* _WHAT YOU WILL DO_
Rewrite the listing below, starting at the line that contains "Please indicate the ornate" and continuing through the end of the listing, with "ornate tower" replaced by "decorative tower" and everything else left unchanged.

>> START RAW DATA

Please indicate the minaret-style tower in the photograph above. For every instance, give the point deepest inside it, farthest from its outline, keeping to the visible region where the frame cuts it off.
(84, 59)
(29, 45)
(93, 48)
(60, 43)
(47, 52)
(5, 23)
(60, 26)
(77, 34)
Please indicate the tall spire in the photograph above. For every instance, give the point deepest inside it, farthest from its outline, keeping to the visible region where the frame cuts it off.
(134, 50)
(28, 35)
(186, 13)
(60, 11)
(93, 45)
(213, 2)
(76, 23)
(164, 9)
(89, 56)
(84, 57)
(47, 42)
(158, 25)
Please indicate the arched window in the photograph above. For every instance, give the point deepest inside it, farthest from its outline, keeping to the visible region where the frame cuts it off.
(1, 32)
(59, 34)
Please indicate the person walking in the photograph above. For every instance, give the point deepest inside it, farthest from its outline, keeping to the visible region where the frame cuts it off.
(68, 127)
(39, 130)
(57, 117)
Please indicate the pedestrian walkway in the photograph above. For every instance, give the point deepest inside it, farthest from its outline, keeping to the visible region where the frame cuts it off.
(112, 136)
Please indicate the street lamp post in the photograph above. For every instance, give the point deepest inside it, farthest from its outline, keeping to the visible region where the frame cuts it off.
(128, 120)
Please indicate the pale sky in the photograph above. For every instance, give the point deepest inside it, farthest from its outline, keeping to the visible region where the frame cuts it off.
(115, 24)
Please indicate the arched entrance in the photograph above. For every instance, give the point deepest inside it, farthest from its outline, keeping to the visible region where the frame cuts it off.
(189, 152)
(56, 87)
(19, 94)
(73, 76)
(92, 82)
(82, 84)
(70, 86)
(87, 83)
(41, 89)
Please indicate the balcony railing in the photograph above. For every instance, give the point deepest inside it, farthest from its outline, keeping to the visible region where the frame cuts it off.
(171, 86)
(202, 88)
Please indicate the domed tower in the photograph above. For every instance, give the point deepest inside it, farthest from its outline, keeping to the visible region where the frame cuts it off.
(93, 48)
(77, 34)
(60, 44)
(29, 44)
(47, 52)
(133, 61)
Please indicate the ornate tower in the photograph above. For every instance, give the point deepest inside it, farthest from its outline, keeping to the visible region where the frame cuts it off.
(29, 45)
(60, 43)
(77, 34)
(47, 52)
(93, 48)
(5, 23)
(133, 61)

>> END RAW DATA

* _RESPONSE TO THIS EXERCISE_
Please indicate the decorative tower in the photograph above. For every instance, give the point deepest inside it, farthest from its outline, keeping to the visible region where the frame cuts it off.
(29, 45)
(60, 43)
(77, 34)
(47, 52)
(93, 48)
(5, 23)
(133, 61)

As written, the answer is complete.